Task details: Write out every entry word for word.

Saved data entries
# # # #

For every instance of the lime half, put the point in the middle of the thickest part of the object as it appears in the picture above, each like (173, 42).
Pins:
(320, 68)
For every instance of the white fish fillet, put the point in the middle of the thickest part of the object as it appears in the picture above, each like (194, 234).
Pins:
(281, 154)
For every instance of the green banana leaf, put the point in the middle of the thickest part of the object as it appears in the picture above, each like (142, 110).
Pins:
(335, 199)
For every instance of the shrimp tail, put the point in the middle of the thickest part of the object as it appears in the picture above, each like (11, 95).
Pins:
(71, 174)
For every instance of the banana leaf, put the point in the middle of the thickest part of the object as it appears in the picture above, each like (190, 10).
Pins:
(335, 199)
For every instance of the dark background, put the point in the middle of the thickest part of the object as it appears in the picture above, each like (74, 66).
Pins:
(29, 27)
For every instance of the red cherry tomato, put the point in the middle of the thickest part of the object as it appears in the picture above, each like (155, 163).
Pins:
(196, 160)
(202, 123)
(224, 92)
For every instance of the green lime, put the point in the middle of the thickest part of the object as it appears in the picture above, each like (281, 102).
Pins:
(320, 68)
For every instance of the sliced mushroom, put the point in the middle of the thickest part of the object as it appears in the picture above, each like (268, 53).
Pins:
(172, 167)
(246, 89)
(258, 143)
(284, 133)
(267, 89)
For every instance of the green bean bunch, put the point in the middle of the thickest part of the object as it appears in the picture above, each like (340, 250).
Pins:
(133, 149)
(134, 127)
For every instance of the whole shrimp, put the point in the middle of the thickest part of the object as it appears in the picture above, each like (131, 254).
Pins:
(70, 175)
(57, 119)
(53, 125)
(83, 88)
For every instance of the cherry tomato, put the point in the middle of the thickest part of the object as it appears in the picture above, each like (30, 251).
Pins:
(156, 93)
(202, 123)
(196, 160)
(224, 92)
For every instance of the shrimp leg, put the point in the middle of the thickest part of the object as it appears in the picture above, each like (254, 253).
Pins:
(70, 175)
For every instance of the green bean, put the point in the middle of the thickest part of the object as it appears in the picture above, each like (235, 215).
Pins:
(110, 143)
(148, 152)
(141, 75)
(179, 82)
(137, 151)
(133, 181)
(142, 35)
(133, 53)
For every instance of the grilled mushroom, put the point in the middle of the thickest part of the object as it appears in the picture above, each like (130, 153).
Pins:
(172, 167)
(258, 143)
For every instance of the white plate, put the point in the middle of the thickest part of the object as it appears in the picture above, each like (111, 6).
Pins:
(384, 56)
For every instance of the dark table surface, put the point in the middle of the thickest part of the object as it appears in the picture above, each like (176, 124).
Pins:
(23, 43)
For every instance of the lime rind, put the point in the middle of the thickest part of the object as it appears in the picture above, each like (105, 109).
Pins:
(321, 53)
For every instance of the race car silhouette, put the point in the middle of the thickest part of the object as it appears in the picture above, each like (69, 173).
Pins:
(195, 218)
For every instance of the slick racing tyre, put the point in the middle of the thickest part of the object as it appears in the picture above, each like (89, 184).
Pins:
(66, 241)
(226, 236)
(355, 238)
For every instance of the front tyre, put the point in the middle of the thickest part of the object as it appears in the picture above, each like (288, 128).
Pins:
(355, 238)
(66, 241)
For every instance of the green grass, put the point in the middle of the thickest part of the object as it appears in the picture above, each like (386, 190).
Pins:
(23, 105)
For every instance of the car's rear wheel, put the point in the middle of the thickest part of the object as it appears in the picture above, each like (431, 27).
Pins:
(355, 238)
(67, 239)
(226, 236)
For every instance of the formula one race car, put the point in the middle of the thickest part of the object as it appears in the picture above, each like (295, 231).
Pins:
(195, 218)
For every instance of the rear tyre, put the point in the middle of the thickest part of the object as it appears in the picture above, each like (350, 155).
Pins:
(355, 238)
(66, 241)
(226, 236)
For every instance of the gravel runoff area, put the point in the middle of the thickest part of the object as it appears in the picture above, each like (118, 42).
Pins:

# # # #

Solution below:
For every instance of the lime half, put the point in the middle of the thickest part of the object as it appears in the picture above, each like (173, 42).
Pins:
(320, 68)
For every instance of the white fish fillet, put the point in the middle of the thickest part of the object as it appears in the picture above, each like (194, 234).
Pins:
(281, 154)
For every instance of the green banana leaf, put the point in the middle of the thickest part of the object as it appears in the picture above, each like (142, 110).
Pins:
(335, 199)
For every instance of the shrimp tail, put the point in the middle of the thickest part of the object as it appears in the picture above, each like (11, 95).
Pins:
(71, 174)
For every instance of the banana leaf, put the point in the middle of the thickest part of the object as it appears in the picture above, each like (190, 10).
Pins:
(335, 199)
For every instance of the dark background, put the point in the middle of the thickest part of the object as it appears in the picture above, each like (74, 66).
Pins:
(29, 27)
For every instance of the red cherry tomato, put the point in the middle of the thickest part of the object as it appears in the picture above, each like (155, 163).
Pins:
(196, 160)
(202, 123)
(224, 92)
For every instance of the green lime, put the point in the middle of the thickest part of the object as it appears in the picture above, each like (281, 102).
Pins:
(320, 68)
For every instance of the sliced mushroom, put the point in the middle of the thickest part of the object as it appears in the picture above, each like (268, 53).
Pins:
(172, 167)
(246, 89)
(258, 143)
(284, 133)
(267, 89)
For every instance of the green bean bunch, put the point in the middle of the thickest part of the object as it appears in the picture above, each like (340, 250).
Pins:
(133, 149)
(134, 127)
For every instance of the whole shrimp, put the point in the middle of the thickest part of the object as it appears in the picture above, each like (131, 254).
Pins:
(70, 175)
(57, 119)
(53, 125)
(83, 88)
For every instance of the cherry tomato, put the point in the middle of the thickest part of the object as it appears in the picture above, each like (30, 251).
Pins:
(156, 93)
(202, 123)
(196, 160)
(224, 92)
For every instance of the shrimp leg, put the point in the middle of the thickest part of the object as it appears in the picture above, each like (254, 253).
Pins:
(70, 175)
For every instance of the green bean, put the point in the middle of the thickest part of the object as it appears in the picture above, each like (235, 215).
Pins:
(110, 143)
(148, 152)
(141, 75)
(179, 82)
(137, 151)
(133, 181)
(142, 35)
(133, 53)
For every instance of the grilled mushroom, put the point in the middle of the thickest part of the object as it appears in the picture above, each like (130, 153).
Pins:
(172, 167)
(258, 143)
For every instance of the white plate, put the point in the middle of the thickest part of the object as it appears in the picture above, each like (111, 6).
Pins:
(384, 56)
For every instance of the dark table surface, put the point in the middle of the thickest part of the object as it appears in the picture above, each like (176, 124).
Pins:
(23, 43)
For every instance of the lime rind, put the point in the middle of the thickest part of the object as it appears in the picture above, each like (105, 109).
Pins:
(321, 53)
For every instance of the race car silhouette, put the point in the middle of the thickest part of the object as it appears in the picture above, each like (69, 173).
Pins:
(195, 218)
For every instance of the slick racing tyre, put the point in the middle of the thickest part of the object as it appears in the picture above, each like (89, 184).
Pins:
(66, 241)
(226, 236)
(355, 238)
For every instance of the front tyre, put the point in the middle of the thickest part of the object as it appears in the picture above, each like (288, 128).
Pins:
(355, 238)
(66, 241)
For every instance of the green grass, put the point in the middle of the thickest part of the object as it appears in the picture above, each like (386, 190).
Pins:
(23, 105)
For every instance of the car's rear wheel, put the point in the middle of the thickest part of the object as it appears in the picture above, each like (431, 27).
Pins:
(355, 238)
(67, 239)
(226, 236)
For every instance of the formula one race car, put the point in the middle of the thickest part of the object as it appears in the picture above, each like (295, 231).
Pins:
(195, 218)
For every instance of the rear tyre, put the point in the middle of the thickest part of the object as it appears in the picture above, each like (350, 155).
Pins:
(355, 238)
(66, 241)
(226, 236)
For every instance of the gravel runoff area, put the point in the middle of the thickest part of the object as it appears in the picture above, each like (118, 42).
Pins:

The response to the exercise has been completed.